### Exercise 1
Which lines in the rows below contain the word "appliance"? Copy each of those lines, treating case as significant.

### Text extract
*****
Exam 2 HW Questions
For each of the following, assume that the two samples are obtained from populations with the same mean, and calculate how much difference should be expected, on average, between the two sample means. A) Each sample has n = 4 scores with s2 = 68 for the first sample and s2 = 76 for the second. (Note: Because the two samples are the same size, the pooled variance is equal to the average of the two sample variances.) B) each sample has n = 16 scores with s2 = 68 for the first sample and s2 = 76 for the second. C) In part b, the two samples are bigger than in part a, but the variances are unchanged. How does sample size affect the size of the standard error for the sample mean difference?
A) The estimated standard error for the sample mean difference is 6 points. B) The estimated standard error for the sample mean difference is 3 points. C) Larger samples produce a smaller standard error.
Childhood participation in sports, cultural groups, and youth groups appears to be related to improved self-esteem for adolescents. In a represent study, a sample of n=100 adolescents with a history of group participation is given a standardized self0esteem questionnaire. For the general population of adolescents, scores on this questionnaire form a normal distribution with a mean of mu=50 and a standard deviation of sigma=15. The sample of group participation adolescents had an average of M=53.8 a) Does this sample provide enough evidence to conclude that self-esteem scores for these adolescents are significantly different from those of the general population? Use a two-tailed test with alpha=0.05. b) Compute Conhen's d to measure the size of the difference c) Write a sentence describing the outcome of the hypothesis test and the measure of effect size as it would appear in a research report
A) The null hypothesis states that participation in sports, cultural groups, and youth groups has no effect on self esteem on hypothesis testing Step 1: H0: μ = 50 (even with participation, the mean is still 50 so did not change). H1: μ ≠ 50 (the mean has changed with the participation) Step 2: The critical region consists of z-scores beyond ±1.96. This test is two-tailed with an alpha-level of 0.05 Step 3: For these data of n = 100, the standard error is: 15 / sqrt(100) = 1.5 and z = (53.8-50)/1.5 = +2.53. This is beyond the critical value of 1.96, so we conclude that there is a significant effect. Step 4: Reject the null hypothesis. There is a significant effect of group participation on self-esteem. z = 2.53, p < .05, d = 0.253 B). Cohen's d = 3.8/15 = 0.253. C). The results indicate that group participation has a significant effect on self-esteem. z = 2.53, p < .05, d = 0.253
The spotlight effect refers to overestimating the extent to which others notice your appearance or behavior, especially when you commit a social faux pas. Effectively, you feel as if you are suddenly standing in a spotlight with everyone looking. In one demonstration of this phenomenon, Gilovich, Medvec, and Savitsky (2000) asked college students to put on a Barry Manilow T-shirt that fellow students had previously judged to be embarrassing. The participants were then led into a room in which other students were already participating in an experiment. After a few minutes, the participant was led back out of the room and was allowed to remove the shirt. Later, each participant was asked to estimate how many people in the room had noticed the shirt. The individuals who were in the room were also asked whether they noticed the shirt. In the study, the participants significantly overestimated the actual number of people who had noticed. A) In a similar study using a sample of n = 9 participants, the individuals who wore the shirt produced an average estimate of M = 6.4 with SS = 162. The average number who said they noticed was 3.1. Is the estimate from the participants significantly different from the actual number? Test then null hypothesis that the true mean is μ = 3.1 using a two-tailed test with α = .05. B) Is the estimate from the participants significantly higher than the actual number (μ = 3.1)? Use a one-tailed test with α = .05.
*****
### Entries provided
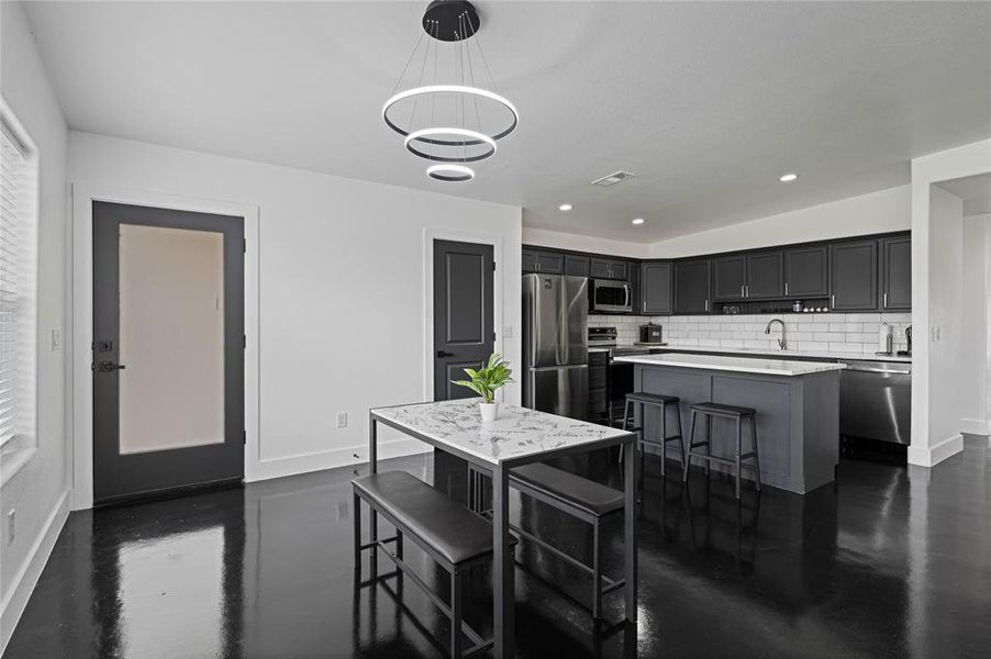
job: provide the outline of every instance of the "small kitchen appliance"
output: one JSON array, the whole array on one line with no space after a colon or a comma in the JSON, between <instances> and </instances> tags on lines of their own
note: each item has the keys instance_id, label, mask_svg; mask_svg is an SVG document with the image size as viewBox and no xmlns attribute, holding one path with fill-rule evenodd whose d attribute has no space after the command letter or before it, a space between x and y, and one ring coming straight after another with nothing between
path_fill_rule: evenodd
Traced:
<instances>
[{"instance_id":1,"label":"small kitchen appliance","mask_svg":"<svg viewBox=\"0 0 991 659\"><path fill-rule=\"evenodd\" d=\"M641 343L664 343L660 325L641 325Z\"/></svg>"}]
</instances>

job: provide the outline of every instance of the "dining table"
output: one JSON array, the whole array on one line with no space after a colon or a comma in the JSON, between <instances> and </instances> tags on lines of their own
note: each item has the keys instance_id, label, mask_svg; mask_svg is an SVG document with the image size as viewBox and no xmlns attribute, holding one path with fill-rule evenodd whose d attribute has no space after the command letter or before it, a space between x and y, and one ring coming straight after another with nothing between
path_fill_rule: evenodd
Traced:
<instances>
[{"instance_id":1,"label":"dining table","mask_svg":"<svg viewBox=\"0 0 991 659\"><path fill-rule=\"evenodd\" d=\"M497 658L515 656L515 589L510 536L510 471L523 465L613 446L624 446L624 612L636 623L636 434L622 428L589 423L500 404L494 421L482 422L480 399L424 402L369 410L369 471L378 470L379 424L435 448L457 456L492 474L493 540L493 651ZM370 520L372 541L377 539L375 515Z\"/></svg>"}]
</instances>

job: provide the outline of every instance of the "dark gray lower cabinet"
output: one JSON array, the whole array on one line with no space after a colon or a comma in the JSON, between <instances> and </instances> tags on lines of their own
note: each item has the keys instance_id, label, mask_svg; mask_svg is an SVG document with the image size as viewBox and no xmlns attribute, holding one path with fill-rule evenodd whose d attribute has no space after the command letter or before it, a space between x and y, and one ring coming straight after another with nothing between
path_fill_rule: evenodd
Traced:
<instances>
[{"instance_id":1,"label":"dark gray lower cabinet","mask_svg":"<svg viewBox=\"0 0 991 659\"><path fill-rule=\"evenodd\" d=\"M881 310L912 309L912 238L881 241Z\"/></svg>"},{"instance_id":2,"label":"dark gray lower cabinet","mask_svg":"<svg viewBox=\"0 0 991 659\"><path fill-rule=\"evenodd\" d=\"M675 263L675 313L709 313L709 259Z\"/></svg>"},{"instance_id":3,"label":"dark gray lower cabinet","mask_svg":"<svg viewBox=\"0 0 991 659\"><path fill-rule=\"evenodd\" d=\"M829 294L829 248L826 245L784 250L784 294L825 298Z\"/></svg>"},{"instance_id":4,"label":"dark gray lower cabinet","mask_svg":"<svg viewBox=\"0 0 991 659\"><path fill-rule=\"evenodd\" d=\"M784 293L784 268L780 252L747 255L747 299L775 300Z\"/></svg>"},{"instance_id":5,"label":"dark gray lower cabinet","mask_svg":"<svg viewBox=\"0 0 991 659\"><path fill-rule=\"evenodd\" d=\"M588 277L589 276L589 257L575 256L574 254L565 255L565 275L568 277Z\"/></svg>"},{"instance_id":6,"label":"dark gray lower cabinet","mask_svg":"<svg viewBox=\"0 0 991 659\"><path fill-rule=\"evenodd\" d=\"M834 311L878 309L878 242L829 246L829 293Z\"/></svg>"},{"instance_id":7,"label":"dark gray lower cabinet","mask_svg":"<svg viewBox=\"0 0 991 659\"><path fill-rule=\"evenodd\" d=\"M641 313L671 313L671 264L645 263L641 266Z\"/></svg>"}]
</instances>

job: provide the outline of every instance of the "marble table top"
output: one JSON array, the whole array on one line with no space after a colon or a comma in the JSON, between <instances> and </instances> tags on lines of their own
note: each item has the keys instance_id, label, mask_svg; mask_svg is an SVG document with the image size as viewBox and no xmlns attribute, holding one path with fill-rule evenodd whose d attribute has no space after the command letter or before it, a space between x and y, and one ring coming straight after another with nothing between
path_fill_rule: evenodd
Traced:
<instances>
[{"instance_id":1,"label":"marble table top","mask_svg":"<svg viewBox=\"0 0 991 659\"><path fill-rule=\"evenodd\" d=\"M615 361L788 377L819 373L829 370L842 370L846 368L846 365L832 361L788 361L784 359L725 357L722 355L635 355L616 357Z\"/></svg>"},{"instance_id":2,"label":"marble table top","mask_svg":"<svg viewBox=\"0 0 991 659\"><path fill-rule=\"evenodd\" d=\"M461 399L376 407L371 414L492 466L630 435L626 431L506 404L499 405L494 422L483 424L479 401Z\"/></svg>"}]
</instances>

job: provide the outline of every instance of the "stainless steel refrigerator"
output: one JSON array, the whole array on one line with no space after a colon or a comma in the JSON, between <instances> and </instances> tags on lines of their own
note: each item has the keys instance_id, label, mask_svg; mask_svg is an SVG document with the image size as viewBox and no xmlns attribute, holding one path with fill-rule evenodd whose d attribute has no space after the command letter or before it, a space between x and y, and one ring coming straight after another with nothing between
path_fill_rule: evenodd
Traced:
<instances>
[{"instance_id":1,"label":"stainless steel refrigerator","mask_svg":"<svg viewBox=\"0 0 991 659\"><path fill-rule=\"evenodd\" d=\"M588 279L523 276L523 404L588 416Z\"/></svg>"}]
</instances>

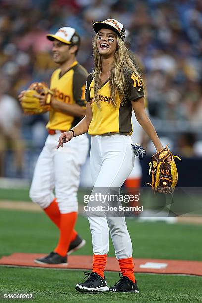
*****
### Exercise 2
In the statistics homework above, what kind of T-shirt were the college students asked to wear?

### Response 1
job: provide the outline of every instance of the "small kitchen appliance"
[{"instance_id":1,"label":"small kitchen appliance","mask_svg":"<svg viewBox=\"0 0 991 659\"><path fill-rule=\"evenodd\" d=\"M641 343L664 343L660 325L641 325Z\"/></svg>"}]

### Response 2
A Barry Manilow T-shirt.